# WHAT TO DO
Copy out the listing below with every "rough mask" replaced by "coarse mask" and nothing else changed. Leave out the pictures.

■ ■ ■ ■

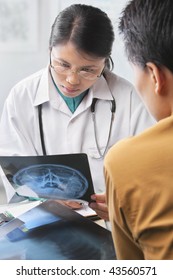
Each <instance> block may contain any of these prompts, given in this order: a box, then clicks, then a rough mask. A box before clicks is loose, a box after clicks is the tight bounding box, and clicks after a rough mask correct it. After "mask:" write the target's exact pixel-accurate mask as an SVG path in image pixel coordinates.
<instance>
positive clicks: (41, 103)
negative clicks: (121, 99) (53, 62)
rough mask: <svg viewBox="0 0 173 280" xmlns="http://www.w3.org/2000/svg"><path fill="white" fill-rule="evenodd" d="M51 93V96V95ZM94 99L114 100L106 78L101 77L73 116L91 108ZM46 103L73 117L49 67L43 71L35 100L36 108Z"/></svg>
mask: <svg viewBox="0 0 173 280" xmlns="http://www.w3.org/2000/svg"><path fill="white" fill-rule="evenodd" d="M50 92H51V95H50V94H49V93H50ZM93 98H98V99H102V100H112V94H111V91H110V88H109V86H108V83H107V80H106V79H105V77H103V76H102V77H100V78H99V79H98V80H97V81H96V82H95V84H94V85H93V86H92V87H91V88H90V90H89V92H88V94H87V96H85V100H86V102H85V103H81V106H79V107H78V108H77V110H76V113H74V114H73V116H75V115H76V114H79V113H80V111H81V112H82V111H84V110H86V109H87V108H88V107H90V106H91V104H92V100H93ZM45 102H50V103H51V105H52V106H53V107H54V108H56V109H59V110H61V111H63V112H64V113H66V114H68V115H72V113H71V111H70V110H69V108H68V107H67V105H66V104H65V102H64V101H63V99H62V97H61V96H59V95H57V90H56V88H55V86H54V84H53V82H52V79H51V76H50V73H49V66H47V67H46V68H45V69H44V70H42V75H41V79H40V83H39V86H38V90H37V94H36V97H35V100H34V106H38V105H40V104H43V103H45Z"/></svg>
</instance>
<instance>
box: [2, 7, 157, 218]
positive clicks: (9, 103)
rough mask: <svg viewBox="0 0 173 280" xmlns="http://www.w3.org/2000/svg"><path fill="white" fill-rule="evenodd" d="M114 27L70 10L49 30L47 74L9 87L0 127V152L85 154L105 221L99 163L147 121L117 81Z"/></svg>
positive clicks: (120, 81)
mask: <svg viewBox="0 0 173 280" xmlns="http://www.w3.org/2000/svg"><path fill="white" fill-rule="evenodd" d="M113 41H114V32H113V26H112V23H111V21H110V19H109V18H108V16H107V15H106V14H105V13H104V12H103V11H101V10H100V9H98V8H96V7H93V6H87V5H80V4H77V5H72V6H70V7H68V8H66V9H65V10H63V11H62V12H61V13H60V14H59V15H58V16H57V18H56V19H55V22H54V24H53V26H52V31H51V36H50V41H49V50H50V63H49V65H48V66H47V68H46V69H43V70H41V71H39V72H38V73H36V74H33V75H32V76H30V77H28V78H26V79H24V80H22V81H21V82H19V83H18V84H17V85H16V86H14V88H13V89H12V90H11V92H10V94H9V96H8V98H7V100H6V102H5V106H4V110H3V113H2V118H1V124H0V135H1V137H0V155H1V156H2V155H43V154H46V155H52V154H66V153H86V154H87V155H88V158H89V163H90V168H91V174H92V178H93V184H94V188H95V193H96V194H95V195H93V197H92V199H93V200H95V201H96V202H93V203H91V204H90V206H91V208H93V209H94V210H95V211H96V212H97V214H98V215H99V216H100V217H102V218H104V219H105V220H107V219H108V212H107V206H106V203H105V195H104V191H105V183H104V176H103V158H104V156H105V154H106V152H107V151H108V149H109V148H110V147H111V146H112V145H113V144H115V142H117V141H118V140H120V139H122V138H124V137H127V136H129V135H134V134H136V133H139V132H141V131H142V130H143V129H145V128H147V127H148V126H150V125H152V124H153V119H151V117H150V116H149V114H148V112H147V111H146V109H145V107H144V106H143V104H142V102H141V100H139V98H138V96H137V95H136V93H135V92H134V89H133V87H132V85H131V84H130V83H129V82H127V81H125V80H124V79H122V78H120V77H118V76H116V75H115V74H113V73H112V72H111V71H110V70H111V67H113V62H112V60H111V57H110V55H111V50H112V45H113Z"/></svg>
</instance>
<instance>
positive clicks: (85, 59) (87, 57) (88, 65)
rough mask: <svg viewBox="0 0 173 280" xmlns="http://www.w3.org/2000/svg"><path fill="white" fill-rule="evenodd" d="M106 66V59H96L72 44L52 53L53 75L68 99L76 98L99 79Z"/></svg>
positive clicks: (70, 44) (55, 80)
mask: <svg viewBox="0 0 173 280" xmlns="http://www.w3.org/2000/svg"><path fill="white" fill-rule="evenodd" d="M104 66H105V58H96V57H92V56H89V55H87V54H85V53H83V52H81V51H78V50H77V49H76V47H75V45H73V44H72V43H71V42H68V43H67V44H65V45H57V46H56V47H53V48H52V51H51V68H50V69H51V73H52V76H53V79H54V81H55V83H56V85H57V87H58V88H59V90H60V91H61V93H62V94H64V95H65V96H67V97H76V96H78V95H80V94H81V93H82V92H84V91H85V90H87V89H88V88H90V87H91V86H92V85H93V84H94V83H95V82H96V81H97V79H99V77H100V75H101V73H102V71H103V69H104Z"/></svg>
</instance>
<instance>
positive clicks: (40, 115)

■ ■ ■ ■

# ANSWER TO THIS TASK
Each <instance> block may contain any of these prompts, given in this order: a box, then clicks, then a coarse mask. A box before clicks is loose, a box after clicks is the tight bounding box, and clicks after a coarse mask correct it. After "mask:" write the target's exact pixel-accurate mask as an SVG path in image pixel coordinates.
<instance>
positive clicks: (41, 103)
negative clicks: (121, 99) (53, 62)
coarse mask: <svg viewBox="0 0 173 280" xmlns="http://www.w3.org/2000/svg"><path fill="white" fill-rule="evenodd" d="M51 93V96V95ZM94 99L114 100L106 78L101 77L73 116L91 108ZM46 103L73 117L49 67L43 71L35 100L36 108Z"/></svg>
mask: <svg viewBox="0 0 173 280" xmlns="http://www.w3.org/2000/svg"><path fill="white" fill-rule="evenodd" d="M50 92H51V95H50V94H49V93H50ZM93 98H98V99H102V100H112V94H111V91H110V88H109V86H108V83H107V80H106V79H105V77H103V76H102V77H100V78H99V79H98V80H97V81H96V82H95V84H94V85H93V86H92V87H91V88H90V90H89V92H88V94H87V96H85V100H86V102H85V103H81V106H79V107H78V108H77V110H76V113H74V114H73V116H75V115H76V114H79V113H80V111H81V112H82V111H84V110H86V109H87V108H88V107H90V106H91V104H92V100H93ZM45 102H50V103H51V105H52V106H53V107H54V108H56V109H59V110H61V111H63V112H64V113H66V114H68V115H72V113H71V111H70V110H69V108H68V107H67V105H66V104H65V102H64V101H63V99H62V97H61V96H59V95H57V90H56V88H55V86H54V84H53V82H52V79H51V76H50V73H49V66H47V67H46V68H45V69H44V70H42V75H41V79H40V83H39V86H38V90H37V94H36V97H35V100H34V106H38V105H40V104H43V103H45Z"/></svg>
</instance>
<instance>
box: [2, 7, 157, 218]
positive clicks: (9, 103)
coarse mask: <svg viewBox="0 0 173 280" xmlns="http://www.w3.org/2000/svg"><path fill="white" fill-rule="evenodd" d="M114 27L70 10L49 30L47 74L9 87L0 127V152L85 154L105 221L99 163L147 121L117 81Z"/></svg>
positive clicks: (120, 81)
mask: <svg viewBox="0 0 173 280" xmlns="http://www.w3.org/2000/svg"><path fill="white" fill-rule="evenodd" d="M113 41H114V32H113V26H112V23H111V21H110V19H109V18H108V16H107V15H106V14H105V13H104V12H103V11H101V10H100V9H98V8H96V7H93V6H87V5H80V4H77V5H72V6H70V7H68V8H66V9H65V10H63V11H62V12H61V13H60V14H59V15H58V16H57V18H56V19H55V22H54V24H53V26H52V31H51V36H50V41H49V50H50V63H49V65H48V66H47V68H46V69H43V70H41V71H39V72H38V73H36V74H33V75H32V76H30V77H28V78H26V79H24V80H22V81H21V82H19V83H18V84H17V85H16V86H14V88H13V89H12V90H11V92H10V94H9V96H8V98H7V100H6V102H5V106H4V110H3V113H2V118H1V124H0V135H1V137H0V155H1V156H2V155H43V154H46V155H52V154H66V153H86V154H87V155H88V158H89V163H90V168H91V174H92V178H93V184H94V188H95V193H96V194H95V195H93V197H92V199H93V200H95V201H96V202H93V203H91V204H90V206H91V208H93V209H94V210H95V211H96V212H97V214H98V215H99V216H100V217H102V218H104V219H105V220H107V219H108V212H107V206H106V203H105V195H104V191H105V183H104V176H103V158H104V156H105V154H106V152H107V151H108V149H109V148H110V147H111V146H112V145H113V144H115V142H117V141H118V140H120V139H122V138H124V137H127V136H129V135H134V134H136V133H139V132H141V131H142V130H143V129H145V128H147V127H148V126H150V125H152V124H153V119H151V117H150V116H149V114H148V112H147V111H146V109H145V107H144V106H143V104H142V102H141V100H139V98H138V96H137V95H136V93H135V92H134V89H133V87H132V85H131V84H130V83H129V82H127V81H125V80H124V79H122V78H120V77H118V76H116V75H115V74H113V73H112V72H111V71H110V70H111V67H113V62H112V60H111V57H110V55H111V50H112V45H113Z"/></svg>
</instance>
<instance>
positive clicks: (85, 59) (87, 57) (88, 65)
coarse mask: <svg viewBox="0 0 173 280" xmlns="http://www.w3.org/2000/svg"><path fill="white" fill-rule="evenodd" d="M106 66V59H96L72 44L52 53L53 75L68 99L76 98L99 79Z"/></svg>
positive clicks: (70, 44) (55, 80)
mask: <svg viewBox="0 0 173 280" xmlns="http://www.w3.org/2000/svg"><path fill="white" fill-rule="evenodd" d="M104 66H105V58H96V57H92V56H89V55H87V54H85V53H83V52H81V51H78V50H77V49H76V47H75V45H73V44H72V43H71V42H68V43H67V44H65V45H57V46H56V47H53V48H52V51H51V68H50V69H51V73H52V76H53V79H54V81H55V83H56V85H57V87H58V88H59V90H60V91H61V93H62V94H64V95H65V96H67V97H76V96H78V95H80V94H81V93H82V92H84V91H85V90H87V89H88V88H90V87H91V86H92V85H93V84H94V83H95V82H96V81H97V79H99V77H100V75H101V73H102V71H103V69H104Z"/></svg>
</instance>
<instance>
positive clicks: (40, 115)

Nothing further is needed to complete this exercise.